WHAT IS NEEDED —
Reproduce verbatim the lines starting at the one containing "the lace trim" and ending at the last line, both included.

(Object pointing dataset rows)

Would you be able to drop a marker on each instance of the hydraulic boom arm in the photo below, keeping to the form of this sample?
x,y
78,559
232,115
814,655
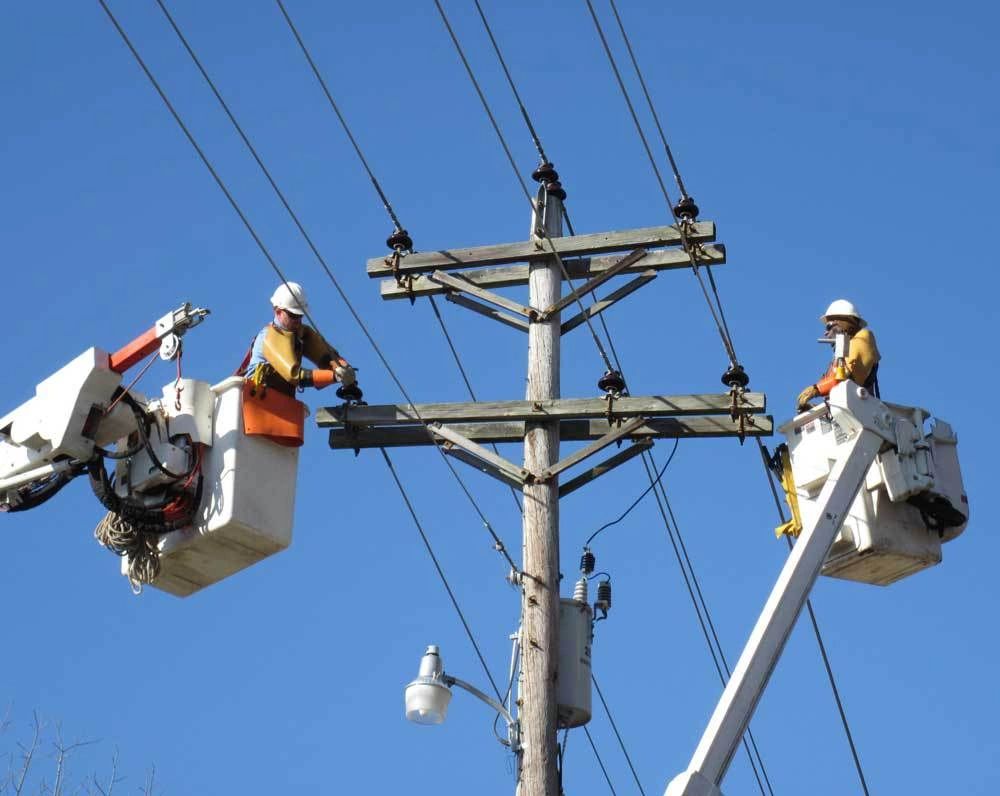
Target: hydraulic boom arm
x,y
864,425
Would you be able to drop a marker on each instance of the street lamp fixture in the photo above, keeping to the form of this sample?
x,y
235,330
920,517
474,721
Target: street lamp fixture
x,y
427,696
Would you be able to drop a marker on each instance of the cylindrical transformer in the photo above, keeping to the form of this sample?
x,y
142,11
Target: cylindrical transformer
x,y
573,683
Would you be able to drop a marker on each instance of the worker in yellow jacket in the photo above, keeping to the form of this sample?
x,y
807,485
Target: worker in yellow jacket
x,y
861,364
275,356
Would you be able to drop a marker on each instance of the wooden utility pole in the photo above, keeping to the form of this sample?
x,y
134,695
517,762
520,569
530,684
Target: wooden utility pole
x,y
540,579
470,278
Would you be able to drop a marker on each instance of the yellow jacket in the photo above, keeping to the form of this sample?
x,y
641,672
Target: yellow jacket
x,y
862,357
276,357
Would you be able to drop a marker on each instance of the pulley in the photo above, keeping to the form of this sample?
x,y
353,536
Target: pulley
x,y
735,376
603,602
549,177
612,383
351,393
686,209
400,241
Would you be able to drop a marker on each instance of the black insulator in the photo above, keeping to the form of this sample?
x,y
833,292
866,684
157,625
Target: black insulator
x,y
350,392
735,376
686,208
555,189
400,239
545,173
604,594
611,382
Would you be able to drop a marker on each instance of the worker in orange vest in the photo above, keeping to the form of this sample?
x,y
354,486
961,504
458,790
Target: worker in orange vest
x,y
861,362
275,356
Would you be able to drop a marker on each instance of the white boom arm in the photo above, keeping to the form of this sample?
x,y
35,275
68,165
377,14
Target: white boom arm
x,y
864,425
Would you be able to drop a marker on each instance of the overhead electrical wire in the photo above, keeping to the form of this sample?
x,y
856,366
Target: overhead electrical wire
x,y
719,321
727,336
540,228
498,543
638,500
819,638
277,269
600,762
618,735
646,455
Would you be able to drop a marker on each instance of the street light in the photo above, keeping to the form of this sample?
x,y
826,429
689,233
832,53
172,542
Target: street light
x,y
427,696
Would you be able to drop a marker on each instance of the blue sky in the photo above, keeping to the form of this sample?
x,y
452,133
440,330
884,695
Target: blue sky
x,y
843,150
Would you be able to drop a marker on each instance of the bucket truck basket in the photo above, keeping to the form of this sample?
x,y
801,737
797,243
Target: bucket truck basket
x,y
912,500
247,503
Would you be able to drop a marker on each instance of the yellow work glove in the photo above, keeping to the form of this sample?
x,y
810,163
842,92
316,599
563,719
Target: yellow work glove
x,y
802,403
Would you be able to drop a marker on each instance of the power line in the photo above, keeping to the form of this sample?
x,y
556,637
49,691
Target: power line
x,y
340,116
497,542
636,502
540,228
688,248
819,638
614,727
599,761
727,338
510,81
440,571
274,265
649,464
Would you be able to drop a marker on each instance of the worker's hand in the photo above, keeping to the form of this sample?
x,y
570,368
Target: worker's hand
x,y
802,403
345,375
323,378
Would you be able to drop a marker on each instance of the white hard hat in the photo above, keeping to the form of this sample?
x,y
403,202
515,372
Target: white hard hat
x,y
291,297
842,308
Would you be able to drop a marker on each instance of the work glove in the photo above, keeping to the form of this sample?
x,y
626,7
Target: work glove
x,y
810,392
323,378
345,375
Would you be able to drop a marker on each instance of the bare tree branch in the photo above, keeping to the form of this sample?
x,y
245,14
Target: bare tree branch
x,y
28,753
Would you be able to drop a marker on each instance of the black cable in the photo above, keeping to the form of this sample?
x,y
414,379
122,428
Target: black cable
x,y
497,542
638,499
649,464
340,116
819,638
540,211
465,378
649,102
510,81
614,727
720,325
598,756
718,644
440,571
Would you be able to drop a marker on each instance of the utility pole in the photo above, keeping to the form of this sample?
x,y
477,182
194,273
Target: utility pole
x,y
540,579
469,278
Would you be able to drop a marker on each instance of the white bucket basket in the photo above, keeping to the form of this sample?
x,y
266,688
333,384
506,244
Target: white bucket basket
x,y
247,503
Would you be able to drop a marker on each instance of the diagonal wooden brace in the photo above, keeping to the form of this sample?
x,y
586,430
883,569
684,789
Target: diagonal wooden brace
x,y
465,286
518,474
593,284
599,306
633,450
611,437
484,467
489,312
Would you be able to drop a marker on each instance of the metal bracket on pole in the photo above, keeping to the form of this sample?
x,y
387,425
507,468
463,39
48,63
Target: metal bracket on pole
x,y
499,463
602,304
465,286
489,312
593,284
589,450
609,464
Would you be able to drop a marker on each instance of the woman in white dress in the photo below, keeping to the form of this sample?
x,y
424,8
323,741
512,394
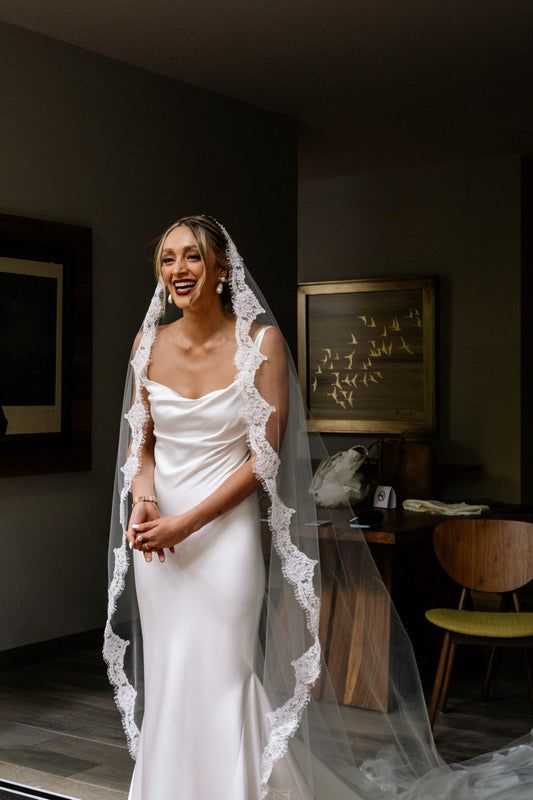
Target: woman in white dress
x,y
200,601
218,664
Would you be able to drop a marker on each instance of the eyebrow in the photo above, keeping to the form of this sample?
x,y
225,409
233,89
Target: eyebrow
x,y
187,247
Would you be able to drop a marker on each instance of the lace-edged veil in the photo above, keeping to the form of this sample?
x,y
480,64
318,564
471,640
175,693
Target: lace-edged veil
x,y
384,747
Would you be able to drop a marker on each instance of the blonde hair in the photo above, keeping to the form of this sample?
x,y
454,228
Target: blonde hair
x,y
210,240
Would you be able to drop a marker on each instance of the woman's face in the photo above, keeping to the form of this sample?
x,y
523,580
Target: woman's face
x,y
182,267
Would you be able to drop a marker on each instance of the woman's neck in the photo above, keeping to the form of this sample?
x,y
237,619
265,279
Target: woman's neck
x,y
199,325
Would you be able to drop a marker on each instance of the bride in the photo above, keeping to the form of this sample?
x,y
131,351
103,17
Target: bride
x,y
215,641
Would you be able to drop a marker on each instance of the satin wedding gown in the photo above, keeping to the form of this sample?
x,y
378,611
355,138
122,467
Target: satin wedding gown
x,y
202,730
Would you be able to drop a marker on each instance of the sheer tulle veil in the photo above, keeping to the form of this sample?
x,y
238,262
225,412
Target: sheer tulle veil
x,y
382,750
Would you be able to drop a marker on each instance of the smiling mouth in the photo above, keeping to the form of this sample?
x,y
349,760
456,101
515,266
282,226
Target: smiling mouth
x,y
183,287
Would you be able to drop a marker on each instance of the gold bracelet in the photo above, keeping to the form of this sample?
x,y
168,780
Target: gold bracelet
x,y
146,498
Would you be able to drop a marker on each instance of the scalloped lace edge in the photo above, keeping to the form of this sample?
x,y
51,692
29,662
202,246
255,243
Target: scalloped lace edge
x,y
297,568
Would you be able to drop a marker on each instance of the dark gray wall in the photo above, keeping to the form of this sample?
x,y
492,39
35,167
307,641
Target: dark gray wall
x,y
459,221
90,141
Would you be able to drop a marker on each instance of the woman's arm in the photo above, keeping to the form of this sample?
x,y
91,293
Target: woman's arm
x,y
143,482
272,383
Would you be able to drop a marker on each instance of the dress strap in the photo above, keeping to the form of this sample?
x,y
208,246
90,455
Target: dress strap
x,y
259,337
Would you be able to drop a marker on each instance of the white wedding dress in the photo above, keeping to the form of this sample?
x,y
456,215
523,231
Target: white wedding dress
x,y
204,712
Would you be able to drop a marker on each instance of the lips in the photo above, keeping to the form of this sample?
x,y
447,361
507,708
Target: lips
x,y
183,287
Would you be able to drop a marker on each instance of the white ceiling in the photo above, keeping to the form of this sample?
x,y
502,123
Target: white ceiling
x,y
373,82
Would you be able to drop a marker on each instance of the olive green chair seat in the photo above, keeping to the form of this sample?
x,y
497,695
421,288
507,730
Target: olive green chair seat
x,y
482,555
487,624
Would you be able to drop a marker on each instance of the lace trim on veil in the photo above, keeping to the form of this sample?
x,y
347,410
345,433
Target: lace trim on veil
x,y
297,568
114,648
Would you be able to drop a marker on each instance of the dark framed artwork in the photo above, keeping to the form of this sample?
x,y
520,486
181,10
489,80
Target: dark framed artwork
x,y
45,346
366,355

THE OUTPUT —
Would you be able to drop a marker on each instance of the lace trim on veil in the photo above, keeping to the form of this sample?
x,y
347,410
345,433
Target: lace trim on veil
x,y
297,568
114,648
Would you be able to drop a marker on each instance of the dark framed artwork in the photo above, keeping to the form of this sample?
x,y
520,486
181,10
489,80
Target: dark framed artwork
x,y
45,346
366,355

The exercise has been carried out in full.